Problem details.
Tally every line of the entries that contains the string "place", then reply with only that number.

Dataset entries
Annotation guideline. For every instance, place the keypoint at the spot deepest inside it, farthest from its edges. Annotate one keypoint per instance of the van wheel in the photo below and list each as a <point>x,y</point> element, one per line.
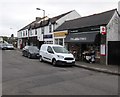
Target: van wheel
<point>54,62</point>
<point>29,56</point>
<point>40,59</point>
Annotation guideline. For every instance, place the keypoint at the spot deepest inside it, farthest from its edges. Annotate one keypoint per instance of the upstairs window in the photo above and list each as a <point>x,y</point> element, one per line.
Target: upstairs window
<point>35,31</point>
<point>50,28</point>
<point>42,30</point>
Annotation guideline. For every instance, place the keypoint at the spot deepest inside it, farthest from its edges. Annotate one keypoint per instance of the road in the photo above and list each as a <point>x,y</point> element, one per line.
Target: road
<point>23,76</point>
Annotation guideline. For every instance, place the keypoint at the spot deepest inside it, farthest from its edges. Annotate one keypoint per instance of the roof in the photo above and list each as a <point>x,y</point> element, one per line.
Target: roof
<point>34,24</point>
<point>88,21</point>
<point>54,19</point>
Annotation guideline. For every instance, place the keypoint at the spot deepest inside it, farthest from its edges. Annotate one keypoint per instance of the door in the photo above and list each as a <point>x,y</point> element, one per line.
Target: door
<point>49,54</point>
<point>114,52</point>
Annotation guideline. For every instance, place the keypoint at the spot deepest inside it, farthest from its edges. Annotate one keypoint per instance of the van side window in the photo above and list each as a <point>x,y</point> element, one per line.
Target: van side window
<point>49,49</point>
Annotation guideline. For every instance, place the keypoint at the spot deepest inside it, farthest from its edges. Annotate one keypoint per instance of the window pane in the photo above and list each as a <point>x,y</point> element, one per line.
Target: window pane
<point>60,41</point>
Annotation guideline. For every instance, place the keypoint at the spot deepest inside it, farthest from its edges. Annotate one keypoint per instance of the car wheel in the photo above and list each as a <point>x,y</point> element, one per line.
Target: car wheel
<point>40,59</point>
<point>29,56</point>
<point>54,62</point>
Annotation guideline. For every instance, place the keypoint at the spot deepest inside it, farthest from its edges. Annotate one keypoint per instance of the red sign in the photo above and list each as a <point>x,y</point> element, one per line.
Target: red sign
<point>103,30</point>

Task response.
9